◆ DIRECTIONS FOR THIS TASK ◆
Print the listing below exactly.

___ DATA ROWS

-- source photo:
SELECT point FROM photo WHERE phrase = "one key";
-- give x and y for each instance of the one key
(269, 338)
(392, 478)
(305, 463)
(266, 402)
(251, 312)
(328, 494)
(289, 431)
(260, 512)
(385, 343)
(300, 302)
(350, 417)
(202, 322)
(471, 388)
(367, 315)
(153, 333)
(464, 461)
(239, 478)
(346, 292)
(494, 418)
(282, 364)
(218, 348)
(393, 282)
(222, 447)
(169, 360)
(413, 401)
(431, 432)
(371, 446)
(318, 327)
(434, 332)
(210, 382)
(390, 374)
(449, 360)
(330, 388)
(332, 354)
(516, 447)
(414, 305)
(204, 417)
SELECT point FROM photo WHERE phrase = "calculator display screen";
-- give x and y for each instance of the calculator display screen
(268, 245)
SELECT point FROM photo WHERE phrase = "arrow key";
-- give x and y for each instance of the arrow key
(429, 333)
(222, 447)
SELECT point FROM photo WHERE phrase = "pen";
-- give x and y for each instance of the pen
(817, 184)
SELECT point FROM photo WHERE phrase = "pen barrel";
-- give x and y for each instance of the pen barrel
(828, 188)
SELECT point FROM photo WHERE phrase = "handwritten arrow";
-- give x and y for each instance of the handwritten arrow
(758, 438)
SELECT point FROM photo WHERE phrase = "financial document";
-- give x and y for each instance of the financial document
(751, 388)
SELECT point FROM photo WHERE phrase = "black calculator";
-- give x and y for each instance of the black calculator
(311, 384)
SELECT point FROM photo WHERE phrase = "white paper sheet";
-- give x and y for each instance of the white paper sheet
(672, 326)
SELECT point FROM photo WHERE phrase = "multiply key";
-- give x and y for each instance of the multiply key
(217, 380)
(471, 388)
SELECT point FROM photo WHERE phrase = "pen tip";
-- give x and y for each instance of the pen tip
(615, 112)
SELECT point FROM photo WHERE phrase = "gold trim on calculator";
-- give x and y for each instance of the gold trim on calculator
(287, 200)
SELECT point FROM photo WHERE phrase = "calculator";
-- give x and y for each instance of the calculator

______

◆ COMPLETED EXERCISE ◆
-- source photo:
SELECT point FROM photo WHERE phrase = "one key";
-- give x and y for each instance of the one key
(269, 338)
(392, 478)
(305, 463)
(266, 402)
(251, 312)
(328, 494)
(289, 431)
(260, 512)
(385, 343)
(300, 302)
(350, 417)
(202, 322)
(471, 388)
(367, 315)
(153, 333)
(464, 461)
(239, 478)
(346, 292)
(494, 418)
(282, 364)
(218, 348)
(393, 282)
(222, 447)
(169, 360)
(413, 401)
(431, 432)
(371, 446)
(318, 327)
(434, 332)
(210, 382)
(390, 374)
(449, 360)
(330, 388)
(332, 354)
(516, 447)
(414, 305)
(204, 417)
SELECT point FROM photo WHERE phrase = "calculator display screen";
-- give x and y for each instance of the calculator display screen
(268, 245)
SELECT point FROM photo WHERE phrase = "arrow key";
-- give x and y for each instance of the arrow key
(429, 333)
(222, 447)
SELECT point FROM photo WHERE phrase = "pen";
-- give x and y for each instance of the pen
(817, 184)
SELECT point FROM photo WHERE phrase = "pen barrel";
-- give x and y for each instance of the pen barrel
(828, 188)
SELECT point FROM photo WHERE phrase = "handwritten arrow";
-- give x and y for each instance of the handwritten arrow
(758, 438)
SELECT point FROM photo WHERE phrase = "financial document";
-- give x and y for each instance of the financial document
(751, 388)
SELECT point FROM photo WHERE phrase = "black calculator";
-- give x and y for each instance of the black calculator
(311, 384)
SELECT point FROM photo WHERE phrase = "white paper sheet";
-- give x and y for each instance of the white paper sheet
(672, 326)
SELECT point FROM photo WHERE phrase = "multiply key";
-- give x and y for each instance of the multiply key
(217, 380)
(471, 388)
SELECT point FROM photo WHERE phrase = "pen tip";
-- give x and y for each instance of the pen tip
(615, 112)
SELECT point FROM photo WHERE phrase = "gold trim on calculator";
-- give x and y for each instance of the gold trim on calculator
(287, 200)
SELECT point FROM photo WHERE phrase = "calculator";
-- give x and y for each instance of the calculator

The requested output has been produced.